TASK TO COMPLETE:
Answer these questions about the blog post below, one line each:
1. Which novel did the writer finally read this summer, and who wrote it?
2. Whose work does the writer name as part of the self-paced learning?
3. How old is the landlady's daughter in that novel?

EXCERPTED TEXT:
§ §

Eric, Mary, David and Sarah Kleppinger aren't your typical Northern Virginia family...they put the "super" in SuperNoVA! Come along on our adventures and keep up with all we do!
Monday, August 19, 2013
Random Thoughts: Sitting at the Outer Banks
Saturday, August 17, 2013
Definitely NOT A Beach Read
I am not in the habit of making unsubstantiated assumptions, but indulge me for a moment and see if this makes sense. It does seem that many a middle-aged man catches a glimpse of a younger woman and part of his brain sighs and thinks, If only I were 25 again; see: Affair, Profumo; or LA Story. I imagine it possible that some segment of those men may also catch a glimpse of some coeds, and think, If only I were 18 again; see: Buttafuoco, Joey. And yes, some segment of those middle-aged men may well be fathers themselves. But it takes a large leap into the queasy depths to imagine living the story in Vladimir Nabokov's Lolita, which I finally read this summer.
I have been working my way through pieces of literature that, by neglecting English Lit courses in college since freshman year, I had not actually read. Much of what I've read of Plato is in that category of self-paced learning. This year, Nabokov's most famous work finally became "next up" in my list.
In case it's not made your reading list either, the book traces the history of the narrator's paedophilia, focusing mainly on his pursuit of his landlady's 12-year-old daughter. What a completely creepy book to read at this stage in my life, simply because the eponymous girl in the novel is the same age as my own daughter (I did not know this fact when I picked it up): I had always imagined the two characters were closer in age, such as 25 and 16, vice mid-40s and 12.

§ §

PROVIDED RECORDS:

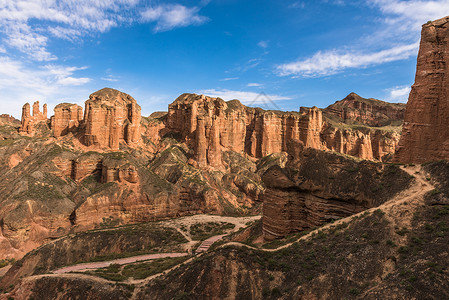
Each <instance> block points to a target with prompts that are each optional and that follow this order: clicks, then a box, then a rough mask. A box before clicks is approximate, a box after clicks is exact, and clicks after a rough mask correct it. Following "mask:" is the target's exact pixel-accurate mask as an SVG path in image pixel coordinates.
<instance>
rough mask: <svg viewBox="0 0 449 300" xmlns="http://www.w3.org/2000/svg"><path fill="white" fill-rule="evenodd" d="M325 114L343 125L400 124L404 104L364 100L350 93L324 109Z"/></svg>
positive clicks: (403, 111) (369, 99) (361, 98)
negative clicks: (329, 115)
mask: <svg viewBox="0 0 449 300" xmlns="http://www.w3.org/2000/svg"><path fill="white" fill-rule="evenodd" d="M324 112H325V113H326V114H328V115H329V114H330V115H334V116H337V117H338V118H339V120H341V121H342V122H344V123H349V124H357V123H359V124H366V125H368V126H374V127H379V126H385V125H390V124H392V123H393V124H394V123H399V124H400V123H402V120H404V113H405V104H402V103H388V102H384V101H381V100H377V99H365V98H362V97H360V96H359V95H357V94H356V93H350V94H349V95H348V96H346V97H345V98H344V99H343V100H340V101H337V102H335V103H334V104H332V105H329V106H328V107H326V108H325V109H324Z"/></svg>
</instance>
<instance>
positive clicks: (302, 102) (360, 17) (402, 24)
mask: <svg viewBox="0 0 449 300" xmlns="http://www.w3.org/2000/svg"><path fill="white" fill-rule="evenodd" d="M446 15H449V0H435V1H422V0H408V1H401V0H314V1H295V0H277V1H268V0H257V1H255V0H254V1H244V0H240V1H238V0H202V1H193V0H190V1H183V0H177V1H151V0H66V1H55V0H14V1H12V0H0V107H1V113H11V114H13V115H14V116H16V117H20V112H21V107H22V105H23V104H24V103H25V102H32V101H36V100H39V101H41V103H43V102H45V103H48V104H49V107H50V110H52V108H53V107H54V106H55V105H56V104H58V103H61V102H72V103H78V104H80V105H82V104H83V102H84V101H85V100H86V99H87V98H88V96H89V94H91V93H92V92H94V91H96V90H98V89H101V88H103V87H112V88H116V89H119V90H121V91H123V92H126V93H128V94H130V95H132V96H133V97H134V98H135V99H136V100H137V101H138V103H139V104H140V105H141V106H142V112H143V114H144V115H149V114H150V113H151V112H153V111H159V110H166V109H167V105H168V104H169V103H171V102H172V101H173V100H174V99H175V98H176V97H177V96H179V95H180V94H182V93H185V92H194V93H203V94H207V95H211V96H219V97H222V98H223V99H225V100H230V99H234V98H237V99H239V100H241V101H242V102H243V103H246V104H252V105H258V100H257V99H260V97H259V98H258V97H257V96H258V95H259V94H260V93H265V94H266V95H268V97H269V98H270V99H272V100H273V102H274V103H276V106H277V107H279V108H281V109H284V110H298V109H299V107H300V106H313V105H315V106H318V107H326V106H327V105H329V104H331V103H333V102H335V101H337V100H340V99H342V98H344V97H345V96H346V95H347V94H349V93H350V92H356V93H358V94H360V95H361V96H363V97H367V98H368V97H373V98H378V99H383V100H388V101H392V102H405V101H406V100H407V97H408V92H409V89H410V86H411V85H412V84H413V80H414V74H415V66H416V55H417V52H418V45H419V38H420V30H421V25H422V24H423V23H425V22H427V21H428V20H434V19H438V18H442V17H444V16H446ZM259 104H260V103H259ZM260 105H262V106H264V105H263V104H260Z"/></svg>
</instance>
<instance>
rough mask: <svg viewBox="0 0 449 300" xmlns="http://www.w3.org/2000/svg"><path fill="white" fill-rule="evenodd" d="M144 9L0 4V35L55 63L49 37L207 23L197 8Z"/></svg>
mask: <svg viewBox="0 0 449 300" xmlns="http://www.w3.org/2000/svg"><path fill="white" fill-rule="evenodd" d="M145 5H146V4H145V3H143V1H142V0H95V1H92V0H68V1H47V0H21V1H0V32H1V33H3V34H4V35H6V39H5V41H6V43H7V45H8V46H10V47H13V48H16V49H18V50H19V51H21V52H23V53H25V54H28V55H29V57H30V58H32V59H35V60H37V61H48V60H55V59H56V57H55V56H54V55H52V54H51V53H50V52H49V51H48V50H47V43H48V39H49V38H50V37H53V38H59V39H66V40H69V41H78V40H79V39H80V38H81V37H83V36H85V35H90V34H95V33H103V32H106V31H108V30H110V29H111V28H113V27H118V26H121V25H126V24H133V23H152V22H154V23H155V27H154V30H155V32H159V31H167V30H171V29H174V28H177V27H185V26H189V25H199V24H202V23H204V22H206V21H207V20H208V18H207V17H205V16H201V15H199V10H200V8H199V7H196V6H195V7H187V6H183V5H180V4H163V5H158V6H151V7H145Z"/></svg>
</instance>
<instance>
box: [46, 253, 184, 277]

§ §

WRITTEN RESPONSE:
1. Lolita, by Vladimir Nabokov
2. Plato
3. 12